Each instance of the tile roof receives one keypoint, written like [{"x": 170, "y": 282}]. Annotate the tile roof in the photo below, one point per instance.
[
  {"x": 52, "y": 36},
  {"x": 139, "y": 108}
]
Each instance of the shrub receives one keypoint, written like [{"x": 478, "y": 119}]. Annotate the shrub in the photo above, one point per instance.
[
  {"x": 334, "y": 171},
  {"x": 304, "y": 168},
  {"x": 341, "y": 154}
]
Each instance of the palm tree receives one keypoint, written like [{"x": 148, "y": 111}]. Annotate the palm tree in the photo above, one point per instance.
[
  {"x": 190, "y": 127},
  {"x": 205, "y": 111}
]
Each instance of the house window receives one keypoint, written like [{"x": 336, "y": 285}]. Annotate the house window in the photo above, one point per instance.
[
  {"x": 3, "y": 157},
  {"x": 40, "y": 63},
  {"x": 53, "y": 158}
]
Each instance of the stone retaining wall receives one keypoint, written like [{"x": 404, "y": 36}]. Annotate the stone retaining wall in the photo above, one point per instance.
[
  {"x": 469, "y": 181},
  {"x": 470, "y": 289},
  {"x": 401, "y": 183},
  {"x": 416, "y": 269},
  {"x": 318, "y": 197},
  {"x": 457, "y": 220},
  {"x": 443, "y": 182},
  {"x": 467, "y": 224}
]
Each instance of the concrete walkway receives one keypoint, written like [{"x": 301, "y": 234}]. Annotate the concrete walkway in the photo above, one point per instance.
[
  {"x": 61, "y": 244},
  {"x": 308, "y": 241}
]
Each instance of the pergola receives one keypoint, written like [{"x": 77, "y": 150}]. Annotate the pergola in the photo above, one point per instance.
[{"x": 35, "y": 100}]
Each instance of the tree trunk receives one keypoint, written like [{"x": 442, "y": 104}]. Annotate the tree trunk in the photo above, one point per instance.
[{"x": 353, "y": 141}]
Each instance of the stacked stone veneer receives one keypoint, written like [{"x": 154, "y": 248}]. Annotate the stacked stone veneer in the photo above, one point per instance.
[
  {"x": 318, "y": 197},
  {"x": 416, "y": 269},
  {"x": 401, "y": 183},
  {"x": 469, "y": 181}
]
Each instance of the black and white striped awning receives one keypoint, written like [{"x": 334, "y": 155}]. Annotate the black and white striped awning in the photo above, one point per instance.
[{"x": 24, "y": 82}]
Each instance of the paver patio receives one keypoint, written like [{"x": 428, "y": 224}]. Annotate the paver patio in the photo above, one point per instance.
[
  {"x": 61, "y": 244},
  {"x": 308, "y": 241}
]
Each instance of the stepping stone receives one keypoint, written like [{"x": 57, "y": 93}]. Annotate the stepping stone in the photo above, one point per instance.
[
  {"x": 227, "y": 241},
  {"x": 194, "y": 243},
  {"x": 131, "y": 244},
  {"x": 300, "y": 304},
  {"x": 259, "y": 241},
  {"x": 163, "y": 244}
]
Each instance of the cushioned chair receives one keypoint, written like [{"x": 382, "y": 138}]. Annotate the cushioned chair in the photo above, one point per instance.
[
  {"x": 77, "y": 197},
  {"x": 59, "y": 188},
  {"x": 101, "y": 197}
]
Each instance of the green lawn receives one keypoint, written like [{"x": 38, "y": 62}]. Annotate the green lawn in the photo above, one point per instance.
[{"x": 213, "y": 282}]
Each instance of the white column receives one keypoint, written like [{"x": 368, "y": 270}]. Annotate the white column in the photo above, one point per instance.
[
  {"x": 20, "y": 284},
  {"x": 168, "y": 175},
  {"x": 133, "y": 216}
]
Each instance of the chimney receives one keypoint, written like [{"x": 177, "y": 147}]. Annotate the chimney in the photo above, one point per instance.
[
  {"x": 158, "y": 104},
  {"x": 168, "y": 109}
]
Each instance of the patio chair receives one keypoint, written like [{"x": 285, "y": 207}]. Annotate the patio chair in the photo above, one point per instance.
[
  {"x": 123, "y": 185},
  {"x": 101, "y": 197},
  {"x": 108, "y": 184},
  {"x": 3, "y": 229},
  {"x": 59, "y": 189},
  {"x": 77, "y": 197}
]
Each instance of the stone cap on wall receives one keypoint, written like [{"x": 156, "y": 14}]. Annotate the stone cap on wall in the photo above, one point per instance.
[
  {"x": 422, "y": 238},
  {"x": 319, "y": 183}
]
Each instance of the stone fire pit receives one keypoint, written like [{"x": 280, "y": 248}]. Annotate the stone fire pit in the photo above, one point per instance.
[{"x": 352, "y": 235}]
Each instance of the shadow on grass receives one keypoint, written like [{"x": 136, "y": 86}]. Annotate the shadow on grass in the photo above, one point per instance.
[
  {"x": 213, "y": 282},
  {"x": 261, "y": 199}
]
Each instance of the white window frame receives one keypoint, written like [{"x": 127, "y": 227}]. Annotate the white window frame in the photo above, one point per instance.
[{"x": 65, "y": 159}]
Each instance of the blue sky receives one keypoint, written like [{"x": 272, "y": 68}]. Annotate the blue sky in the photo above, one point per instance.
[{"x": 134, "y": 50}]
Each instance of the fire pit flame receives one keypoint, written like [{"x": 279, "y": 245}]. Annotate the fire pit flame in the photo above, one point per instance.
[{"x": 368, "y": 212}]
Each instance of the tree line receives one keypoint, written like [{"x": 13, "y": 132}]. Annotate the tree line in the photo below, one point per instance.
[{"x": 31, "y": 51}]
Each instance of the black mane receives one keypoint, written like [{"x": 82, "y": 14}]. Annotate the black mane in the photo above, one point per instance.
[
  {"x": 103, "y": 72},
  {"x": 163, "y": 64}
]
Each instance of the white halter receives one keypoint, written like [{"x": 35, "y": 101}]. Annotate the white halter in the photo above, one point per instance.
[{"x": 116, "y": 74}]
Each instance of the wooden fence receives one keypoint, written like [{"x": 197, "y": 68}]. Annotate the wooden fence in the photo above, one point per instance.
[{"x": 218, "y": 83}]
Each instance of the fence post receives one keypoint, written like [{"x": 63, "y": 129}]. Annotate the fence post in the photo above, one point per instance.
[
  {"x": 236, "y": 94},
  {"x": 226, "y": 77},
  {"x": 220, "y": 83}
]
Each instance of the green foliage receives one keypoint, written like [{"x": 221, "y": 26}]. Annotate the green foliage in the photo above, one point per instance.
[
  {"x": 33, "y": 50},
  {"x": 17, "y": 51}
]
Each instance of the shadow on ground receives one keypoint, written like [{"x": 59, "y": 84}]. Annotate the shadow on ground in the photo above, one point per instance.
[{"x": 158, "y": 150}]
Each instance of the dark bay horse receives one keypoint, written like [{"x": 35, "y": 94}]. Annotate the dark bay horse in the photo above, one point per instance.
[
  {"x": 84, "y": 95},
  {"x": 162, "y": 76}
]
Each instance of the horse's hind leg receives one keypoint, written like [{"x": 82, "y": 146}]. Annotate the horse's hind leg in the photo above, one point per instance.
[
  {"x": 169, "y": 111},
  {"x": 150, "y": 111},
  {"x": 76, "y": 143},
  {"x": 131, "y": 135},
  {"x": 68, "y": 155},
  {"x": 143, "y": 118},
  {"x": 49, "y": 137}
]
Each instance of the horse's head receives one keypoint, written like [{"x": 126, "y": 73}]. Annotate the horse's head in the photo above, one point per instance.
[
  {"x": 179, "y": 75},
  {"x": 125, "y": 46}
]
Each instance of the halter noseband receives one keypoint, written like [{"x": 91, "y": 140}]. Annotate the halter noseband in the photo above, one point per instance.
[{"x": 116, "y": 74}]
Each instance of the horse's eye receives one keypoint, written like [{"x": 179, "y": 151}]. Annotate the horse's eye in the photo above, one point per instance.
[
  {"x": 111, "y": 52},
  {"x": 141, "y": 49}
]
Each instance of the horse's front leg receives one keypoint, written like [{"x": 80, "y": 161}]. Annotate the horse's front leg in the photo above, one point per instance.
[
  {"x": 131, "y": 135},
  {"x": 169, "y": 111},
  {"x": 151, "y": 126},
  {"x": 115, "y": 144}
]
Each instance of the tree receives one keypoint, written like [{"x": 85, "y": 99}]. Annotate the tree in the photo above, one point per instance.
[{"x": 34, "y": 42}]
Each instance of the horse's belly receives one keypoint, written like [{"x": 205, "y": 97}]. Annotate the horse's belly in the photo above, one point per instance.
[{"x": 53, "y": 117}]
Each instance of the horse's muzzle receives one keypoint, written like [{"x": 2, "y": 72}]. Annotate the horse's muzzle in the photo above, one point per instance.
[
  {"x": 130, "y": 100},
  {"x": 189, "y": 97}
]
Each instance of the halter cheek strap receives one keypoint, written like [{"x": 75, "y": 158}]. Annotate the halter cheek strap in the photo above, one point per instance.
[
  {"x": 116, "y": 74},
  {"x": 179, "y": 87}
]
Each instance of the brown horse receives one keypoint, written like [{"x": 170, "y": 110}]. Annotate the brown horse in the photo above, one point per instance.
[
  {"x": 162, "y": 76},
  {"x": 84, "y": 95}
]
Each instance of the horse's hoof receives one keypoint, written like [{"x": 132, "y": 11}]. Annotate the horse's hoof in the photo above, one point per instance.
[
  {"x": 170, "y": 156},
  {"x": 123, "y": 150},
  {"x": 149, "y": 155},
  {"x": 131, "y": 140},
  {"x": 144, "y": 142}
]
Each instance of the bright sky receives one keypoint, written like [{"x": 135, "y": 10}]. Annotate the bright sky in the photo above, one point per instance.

> _GIVEN EXERCISE_: Copy the listing word for word, starting at the line that contains "Each instance of the horse's muzzle" and ending with the final line of the listing.

> _COMPLETE OUTPUT_:
Each instance of the horse's muzzle receives one keypoint, written like [{"x": 2, "y": 72}]. Annotate the horse's muzzle in the photo above, one point per instance.
[
  {"x": 130, "y": 100},
  {"x": 189, "y": 97}
]
Each instance of the halter cheek strap receives one keypoint, written like [{"x": 75, "y": 158}]. Annotate the halter cheek strap in the photo above, one point per instance.
[
  {"x": 116, "y": 74},
  {"x": 179, "y": 87}
]
Each instance of the brown horse receives one keypoint, written like [{"x": 170, "y": 110}]. Annotate the brown horse in the photo above, one point per instance.
[
  {"x": 162, "y": 76},
  {"x": 84, "y": 95}
]
Each instance of the horse's hoof receives one keypoint, written like [{"x": 132, "y": 11}]. Annotate the horse's hoof in the photo above, one point per instance.
[
  {"x": 170, "y": 156},
  {"x": 123, "y": 150},
  {"x": 149, "y": 155},
  {"x": 131, "y": 140},
  {"x": 144, "y": 142}
]
Each instance of the bright sky receives one keypoint, written like [{"x": 135, "y": 10}]. Annotate the bright sky in the photo above, one point per instance.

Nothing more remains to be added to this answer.